→ Task list
**a.** According to the book review, how far off the coast of San Francisco do the Farallon Islands lie?
**b.** Count the lines in the entries that contain the word "gray", and reply with the number alone.

→ Text shown
----------------

When a nature photographer, Miranda, arrives for a year-long stint to capture the local wildlife, she’s stunned by the surreal nature of the place. “I am half-convinced the islands are not rooted at all,” she says, “but move around whenever my back is turned, taking up brand-new positions elsewhere.”
The Lightkeepers is similarly chimeric, constantly shifting from mystery to travelogue to natural horror and beyond. For the first one hundred pages, Geni is content to build tension and atmosphere through pure, distilled prose, forgoing any direct attempts to kickstart the plot. And then, violence. In the end, Geni’s transcendent novel is as merciless, strange, and coldly beautiful as the islands she describes.
Thanks to their otherworldly nature, it’s easy to think the Islands of the Dead a figment of Geni’s imagination. But the Farallon Islands are a very real archipelago thirty miles off the coast of San Francisco. “There were no sandy beaches. The shores were streaked with seaweed, the peaks fragmented and craggy,” Miranda says, and judging from Devil’s Teeth, a journalist’s real-life account of the islands in 2006, they are as inhospitable to human life as an alien planet.
Miranda is a bit of an island herself, unmoored from family or friends thanks to a nature photographer’s nomadic lifestyle. She exchanges postcards with her father, usually just one or two words. She writes letters to her mother—who never receives them, having died when Miranda was young. Miranda used to put them in the mail, addressed simply to “Mom,” but in recent years she’s gotten more creative. “While hiking in the mountains, I have folded my messages into origami flowers, hanging them in the trees.”

----------------

→ Dataset entries

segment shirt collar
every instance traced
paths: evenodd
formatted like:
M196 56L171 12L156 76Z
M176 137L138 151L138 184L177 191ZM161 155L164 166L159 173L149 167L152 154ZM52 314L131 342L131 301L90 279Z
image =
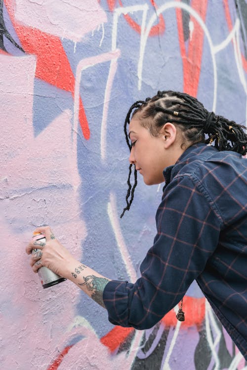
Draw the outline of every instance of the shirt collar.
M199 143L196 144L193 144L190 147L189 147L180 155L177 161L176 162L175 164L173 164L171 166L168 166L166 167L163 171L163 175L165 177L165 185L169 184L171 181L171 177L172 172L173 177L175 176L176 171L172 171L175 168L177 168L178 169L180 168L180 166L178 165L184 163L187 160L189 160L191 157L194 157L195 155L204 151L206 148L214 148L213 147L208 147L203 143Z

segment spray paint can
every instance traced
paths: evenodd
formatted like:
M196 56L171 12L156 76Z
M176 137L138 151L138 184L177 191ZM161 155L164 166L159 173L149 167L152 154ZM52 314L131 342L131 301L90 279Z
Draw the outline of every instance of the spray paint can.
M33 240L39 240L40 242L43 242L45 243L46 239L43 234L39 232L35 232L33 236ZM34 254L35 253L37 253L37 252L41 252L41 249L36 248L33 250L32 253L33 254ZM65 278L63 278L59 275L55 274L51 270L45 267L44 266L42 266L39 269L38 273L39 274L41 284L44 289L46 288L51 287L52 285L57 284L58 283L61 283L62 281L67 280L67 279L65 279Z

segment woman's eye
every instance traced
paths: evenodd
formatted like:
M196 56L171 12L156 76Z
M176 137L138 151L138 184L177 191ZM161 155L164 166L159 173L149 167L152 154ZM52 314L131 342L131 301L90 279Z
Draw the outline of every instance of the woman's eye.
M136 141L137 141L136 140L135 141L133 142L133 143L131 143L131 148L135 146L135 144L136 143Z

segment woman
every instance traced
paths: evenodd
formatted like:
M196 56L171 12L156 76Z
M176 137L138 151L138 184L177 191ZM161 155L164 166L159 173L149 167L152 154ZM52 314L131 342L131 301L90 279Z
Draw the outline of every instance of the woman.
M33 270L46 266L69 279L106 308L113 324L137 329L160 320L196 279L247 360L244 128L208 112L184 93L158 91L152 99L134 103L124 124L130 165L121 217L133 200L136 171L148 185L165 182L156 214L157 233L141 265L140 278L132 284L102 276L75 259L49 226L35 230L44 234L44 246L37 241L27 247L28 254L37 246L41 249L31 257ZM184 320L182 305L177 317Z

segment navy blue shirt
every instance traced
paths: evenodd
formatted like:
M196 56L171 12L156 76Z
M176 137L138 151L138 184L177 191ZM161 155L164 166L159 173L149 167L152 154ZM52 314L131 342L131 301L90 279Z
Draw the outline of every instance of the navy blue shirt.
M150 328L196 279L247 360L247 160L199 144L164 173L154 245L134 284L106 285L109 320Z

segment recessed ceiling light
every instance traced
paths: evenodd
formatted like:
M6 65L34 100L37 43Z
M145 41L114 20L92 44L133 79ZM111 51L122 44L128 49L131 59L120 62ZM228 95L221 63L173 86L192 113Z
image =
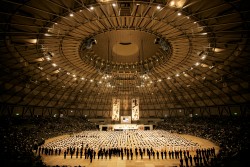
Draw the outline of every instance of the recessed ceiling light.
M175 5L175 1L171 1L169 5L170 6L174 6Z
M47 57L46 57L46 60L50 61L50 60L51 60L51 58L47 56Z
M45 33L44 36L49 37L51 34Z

----------------

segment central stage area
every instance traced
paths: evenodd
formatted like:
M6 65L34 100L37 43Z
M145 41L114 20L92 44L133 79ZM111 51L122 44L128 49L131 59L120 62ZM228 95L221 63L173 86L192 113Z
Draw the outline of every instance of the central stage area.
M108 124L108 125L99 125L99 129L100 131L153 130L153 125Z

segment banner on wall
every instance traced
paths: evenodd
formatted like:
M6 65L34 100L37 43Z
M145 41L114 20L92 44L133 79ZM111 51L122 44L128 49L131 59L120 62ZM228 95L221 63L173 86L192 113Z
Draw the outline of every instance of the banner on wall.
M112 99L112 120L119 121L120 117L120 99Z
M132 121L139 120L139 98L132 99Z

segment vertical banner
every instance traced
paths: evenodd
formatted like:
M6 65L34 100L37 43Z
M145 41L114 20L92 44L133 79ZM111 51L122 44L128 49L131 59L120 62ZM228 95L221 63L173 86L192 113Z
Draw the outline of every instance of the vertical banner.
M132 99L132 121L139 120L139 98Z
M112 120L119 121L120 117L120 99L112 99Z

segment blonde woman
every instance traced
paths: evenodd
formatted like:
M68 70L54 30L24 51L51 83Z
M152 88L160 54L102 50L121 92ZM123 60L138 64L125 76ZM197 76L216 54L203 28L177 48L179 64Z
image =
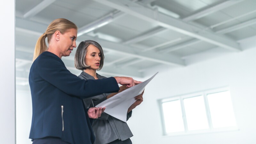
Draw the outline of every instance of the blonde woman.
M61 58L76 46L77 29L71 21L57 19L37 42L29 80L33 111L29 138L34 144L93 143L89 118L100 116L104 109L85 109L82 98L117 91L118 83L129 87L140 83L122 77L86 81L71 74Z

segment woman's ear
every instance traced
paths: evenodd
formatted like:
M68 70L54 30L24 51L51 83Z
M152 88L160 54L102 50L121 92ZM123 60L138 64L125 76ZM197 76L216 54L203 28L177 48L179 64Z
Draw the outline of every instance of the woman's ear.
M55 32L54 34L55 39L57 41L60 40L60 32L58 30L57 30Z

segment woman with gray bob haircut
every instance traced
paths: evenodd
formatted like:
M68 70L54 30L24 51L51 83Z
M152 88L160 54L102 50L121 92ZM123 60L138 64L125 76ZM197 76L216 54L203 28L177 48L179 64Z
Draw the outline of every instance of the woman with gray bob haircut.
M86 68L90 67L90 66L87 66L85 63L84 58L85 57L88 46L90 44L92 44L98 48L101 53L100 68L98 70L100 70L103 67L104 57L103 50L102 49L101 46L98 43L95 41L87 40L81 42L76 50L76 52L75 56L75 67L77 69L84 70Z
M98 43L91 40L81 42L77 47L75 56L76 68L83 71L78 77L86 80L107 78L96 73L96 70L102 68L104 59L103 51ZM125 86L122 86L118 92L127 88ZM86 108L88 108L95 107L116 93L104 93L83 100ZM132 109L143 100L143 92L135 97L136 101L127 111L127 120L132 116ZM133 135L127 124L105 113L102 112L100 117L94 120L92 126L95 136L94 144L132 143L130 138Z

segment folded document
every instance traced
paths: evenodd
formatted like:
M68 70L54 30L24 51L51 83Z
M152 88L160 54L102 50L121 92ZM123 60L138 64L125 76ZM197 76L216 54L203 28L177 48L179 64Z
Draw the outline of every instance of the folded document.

----------------

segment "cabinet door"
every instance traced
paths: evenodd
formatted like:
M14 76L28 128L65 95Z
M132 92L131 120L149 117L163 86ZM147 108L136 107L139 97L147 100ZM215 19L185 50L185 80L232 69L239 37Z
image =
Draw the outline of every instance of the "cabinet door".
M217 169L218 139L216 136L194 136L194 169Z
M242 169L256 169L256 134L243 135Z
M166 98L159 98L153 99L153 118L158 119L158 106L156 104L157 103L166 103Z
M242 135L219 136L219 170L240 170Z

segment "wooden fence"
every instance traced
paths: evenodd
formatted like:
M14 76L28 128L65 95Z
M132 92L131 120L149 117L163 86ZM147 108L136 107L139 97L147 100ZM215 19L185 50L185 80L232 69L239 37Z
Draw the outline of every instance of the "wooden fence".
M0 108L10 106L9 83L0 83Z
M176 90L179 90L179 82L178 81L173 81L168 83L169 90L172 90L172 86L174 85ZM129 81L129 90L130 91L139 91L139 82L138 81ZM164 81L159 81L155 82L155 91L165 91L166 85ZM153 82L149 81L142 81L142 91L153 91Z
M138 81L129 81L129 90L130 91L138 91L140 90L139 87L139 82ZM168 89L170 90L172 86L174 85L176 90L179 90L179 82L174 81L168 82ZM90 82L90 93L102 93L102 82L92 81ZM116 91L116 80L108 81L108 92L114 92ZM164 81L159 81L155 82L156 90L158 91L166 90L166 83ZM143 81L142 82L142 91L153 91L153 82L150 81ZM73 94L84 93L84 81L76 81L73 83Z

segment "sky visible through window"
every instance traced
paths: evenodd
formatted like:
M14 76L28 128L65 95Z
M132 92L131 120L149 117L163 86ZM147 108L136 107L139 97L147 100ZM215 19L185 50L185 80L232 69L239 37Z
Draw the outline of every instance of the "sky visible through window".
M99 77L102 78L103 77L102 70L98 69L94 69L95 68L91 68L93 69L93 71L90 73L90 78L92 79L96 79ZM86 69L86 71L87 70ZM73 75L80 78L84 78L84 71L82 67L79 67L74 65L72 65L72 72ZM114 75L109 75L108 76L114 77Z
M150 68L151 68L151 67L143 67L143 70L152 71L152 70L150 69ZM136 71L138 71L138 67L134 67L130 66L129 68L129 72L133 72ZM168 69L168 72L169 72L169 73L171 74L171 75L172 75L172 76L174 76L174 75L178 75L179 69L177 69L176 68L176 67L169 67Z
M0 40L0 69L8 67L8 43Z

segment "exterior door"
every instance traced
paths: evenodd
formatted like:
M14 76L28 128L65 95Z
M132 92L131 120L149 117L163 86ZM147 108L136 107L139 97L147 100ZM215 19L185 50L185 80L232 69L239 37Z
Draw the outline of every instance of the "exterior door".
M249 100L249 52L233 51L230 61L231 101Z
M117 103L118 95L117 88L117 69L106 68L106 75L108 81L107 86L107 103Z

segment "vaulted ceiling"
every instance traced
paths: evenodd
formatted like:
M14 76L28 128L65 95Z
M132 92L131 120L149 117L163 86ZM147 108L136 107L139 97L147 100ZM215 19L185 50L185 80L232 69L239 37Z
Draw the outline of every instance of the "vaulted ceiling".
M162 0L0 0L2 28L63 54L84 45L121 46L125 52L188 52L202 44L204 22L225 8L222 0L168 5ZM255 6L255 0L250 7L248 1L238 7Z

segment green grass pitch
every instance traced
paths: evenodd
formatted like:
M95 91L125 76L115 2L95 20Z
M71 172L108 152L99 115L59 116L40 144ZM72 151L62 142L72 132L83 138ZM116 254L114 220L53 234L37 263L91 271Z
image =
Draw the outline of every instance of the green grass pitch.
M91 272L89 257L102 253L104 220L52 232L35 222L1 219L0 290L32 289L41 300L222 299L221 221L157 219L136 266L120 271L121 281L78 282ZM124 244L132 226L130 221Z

----------------

→ Answers
**a.** Thirty miles.

**b.** 2